_Task to complete_
Could you return, character for character, every line from the one containing "Crowdworker instruction — please outline every paved" down to the one containing "[177,154,184,166]" in the items below, including both of those lines and nothing else?

_Listed records_
## Start
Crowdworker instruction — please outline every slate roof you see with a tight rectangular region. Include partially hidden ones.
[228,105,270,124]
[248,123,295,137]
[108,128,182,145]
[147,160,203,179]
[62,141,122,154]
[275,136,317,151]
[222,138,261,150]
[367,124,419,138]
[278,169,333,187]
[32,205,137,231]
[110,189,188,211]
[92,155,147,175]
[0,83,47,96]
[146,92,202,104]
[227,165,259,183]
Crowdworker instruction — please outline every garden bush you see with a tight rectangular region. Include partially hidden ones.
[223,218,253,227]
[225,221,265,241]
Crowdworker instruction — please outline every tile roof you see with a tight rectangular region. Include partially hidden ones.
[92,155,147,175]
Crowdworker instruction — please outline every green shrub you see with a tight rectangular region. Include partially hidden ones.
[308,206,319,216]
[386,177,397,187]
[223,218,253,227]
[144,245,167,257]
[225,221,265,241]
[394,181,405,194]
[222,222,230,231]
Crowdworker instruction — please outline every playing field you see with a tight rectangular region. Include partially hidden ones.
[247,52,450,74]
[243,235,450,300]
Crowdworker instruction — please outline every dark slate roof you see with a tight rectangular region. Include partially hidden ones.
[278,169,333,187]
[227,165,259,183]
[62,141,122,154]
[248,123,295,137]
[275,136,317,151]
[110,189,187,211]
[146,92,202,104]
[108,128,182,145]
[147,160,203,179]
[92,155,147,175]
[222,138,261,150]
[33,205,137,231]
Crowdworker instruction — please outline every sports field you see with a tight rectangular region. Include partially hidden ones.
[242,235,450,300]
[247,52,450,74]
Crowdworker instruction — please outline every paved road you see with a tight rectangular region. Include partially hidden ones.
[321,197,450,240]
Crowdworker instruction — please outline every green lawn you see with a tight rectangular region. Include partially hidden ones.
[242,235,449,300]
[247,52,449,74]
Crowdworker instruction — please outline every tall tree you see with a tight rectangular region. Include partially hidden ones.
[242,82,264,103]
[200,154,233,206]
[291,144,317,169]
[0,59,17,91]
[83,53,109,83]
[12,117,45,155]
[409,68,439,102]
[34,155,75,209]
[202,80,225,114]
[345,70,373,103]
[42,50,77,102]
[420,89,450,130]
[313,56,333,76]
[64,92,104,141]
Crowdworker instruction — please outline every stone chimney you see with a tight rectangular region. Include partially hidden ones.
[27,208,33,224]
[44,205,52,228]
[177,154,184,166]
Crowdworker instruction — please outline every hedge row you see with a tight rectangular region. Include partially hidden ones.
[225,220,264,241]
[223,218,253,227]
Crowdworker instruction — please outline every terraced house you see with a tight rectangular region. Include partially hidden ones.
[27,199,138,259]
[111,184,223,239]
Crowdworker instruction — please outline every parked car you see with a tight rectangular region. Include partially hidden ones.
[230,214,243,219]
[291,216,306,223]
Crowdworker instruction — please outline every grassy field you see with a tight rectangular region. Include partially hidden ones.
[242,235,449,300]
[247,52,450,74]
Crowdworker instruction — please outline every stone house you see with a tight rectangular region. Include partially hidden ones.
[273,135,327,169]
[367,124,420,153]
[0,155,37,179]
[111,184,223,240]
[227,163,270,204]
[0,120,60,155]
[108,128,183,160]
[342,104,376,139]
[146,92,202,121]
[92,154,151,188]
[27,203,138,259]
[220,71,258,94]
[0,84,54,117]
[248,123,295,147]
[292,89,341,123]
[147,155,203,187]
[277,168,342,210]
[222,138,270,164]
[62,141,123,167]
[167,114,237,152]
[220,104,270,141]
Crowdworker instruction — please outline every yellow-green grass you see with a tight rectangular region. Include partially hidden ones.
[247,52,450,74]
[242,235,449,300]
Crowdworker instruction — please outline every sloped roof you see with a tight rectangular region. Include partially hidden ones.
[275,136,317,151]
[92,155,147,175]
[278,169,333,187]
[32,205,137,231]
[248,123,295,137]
## End
## Start
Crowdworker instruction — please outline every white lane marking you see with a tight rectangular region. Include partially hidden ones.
## End
## Start
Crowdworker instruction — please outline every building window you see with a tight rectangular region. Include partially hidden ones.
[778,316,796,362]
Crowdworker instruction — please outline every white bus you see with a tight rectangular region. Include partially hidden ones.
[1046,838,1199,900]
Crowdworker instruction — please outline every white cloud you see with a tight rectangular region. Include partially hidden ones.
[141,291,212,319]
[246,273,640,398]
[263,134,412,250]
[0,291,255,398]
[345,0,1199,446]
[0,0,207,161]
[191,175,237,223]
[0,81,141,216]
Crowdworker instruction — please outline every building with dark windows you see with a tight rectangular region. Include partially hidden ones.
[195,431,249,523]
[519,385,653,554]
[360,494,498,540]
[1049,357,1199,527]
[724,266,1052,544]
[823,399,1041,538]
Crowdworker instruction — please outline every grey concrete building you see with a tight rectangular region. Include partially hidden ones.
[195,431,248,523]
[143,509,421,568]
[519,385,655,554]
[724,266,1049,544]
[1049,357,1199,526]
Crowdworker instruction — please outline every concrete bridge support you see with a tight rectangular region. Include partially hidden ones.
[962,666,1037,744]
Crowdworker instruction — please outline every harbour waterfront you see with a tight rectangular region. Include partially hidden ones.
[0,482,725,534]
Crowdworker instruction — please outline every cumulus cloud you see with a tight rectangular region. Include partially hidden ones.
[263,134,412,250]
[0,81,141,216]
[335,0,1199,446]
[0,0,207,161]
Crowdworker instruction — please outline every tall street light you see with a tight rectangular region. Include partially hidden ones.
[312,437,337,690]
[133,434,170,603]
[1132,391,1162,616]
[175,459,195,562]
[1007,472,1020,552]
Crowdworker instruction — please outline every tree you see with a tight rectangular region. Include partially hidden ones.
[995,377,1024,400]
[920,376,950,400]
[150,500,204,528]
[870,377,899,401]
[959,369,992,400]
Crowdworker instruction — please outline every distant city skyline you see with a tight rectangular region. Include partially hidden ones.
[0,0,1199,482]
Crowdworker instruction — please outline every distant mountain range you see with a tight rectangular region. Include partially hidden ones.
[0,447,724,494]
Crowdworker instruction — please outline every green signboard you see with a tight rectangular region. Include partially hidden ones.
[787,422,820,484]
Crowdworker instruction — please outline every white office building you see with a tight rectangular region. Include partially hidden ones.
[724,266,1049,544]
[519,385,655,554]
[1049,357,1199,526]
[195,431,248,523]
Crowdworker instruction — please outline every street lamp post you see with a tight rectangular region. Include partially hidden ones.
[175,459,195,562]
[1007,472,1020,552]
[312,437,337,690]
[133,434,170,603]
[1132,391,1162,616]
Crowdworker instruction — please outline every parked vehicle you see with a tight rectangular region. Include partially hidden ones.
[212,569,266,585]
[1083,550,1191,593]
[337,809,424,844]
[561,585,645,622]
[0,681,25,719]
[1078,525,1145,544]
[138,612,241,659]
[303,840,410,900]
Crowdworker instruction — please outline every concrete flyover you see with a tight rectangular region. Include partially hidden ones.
## End
_Output of the exercise_
Crowdworker instruction — please outline every paved road you see with a tight rectangular region. Include partially hidden ones.
[321,197,450,240]
Crowdworker instruction — please outline every green lawn you see with a tight rectangular region. Include partially hidden ones.
[242,235,449,300]
[247,52,449,74]
Crowdworker instruction — please outline every tall tree you see with a tight rectangular region. Include partially hidden ones.
[242,82,264,103]
[200,154,233,206]
[291,144,317,169]
[0,59,17,91]
[83,53,109,83]
[12,117,45,155]
[409,68,439,102]
[34,155,75,209]
[202,80,225,114]
[345,70,373,103]
[42,50,77,102]
[420,89,450,130]
[313,56,333,76]
[64,92,104,141]
Crowdworker instruction — please outline every stone chimney you see with a tight rectangular region. Include partially hidden ones.
[27,208,33,224]
[44,205,52,228]
[177,154,184,166]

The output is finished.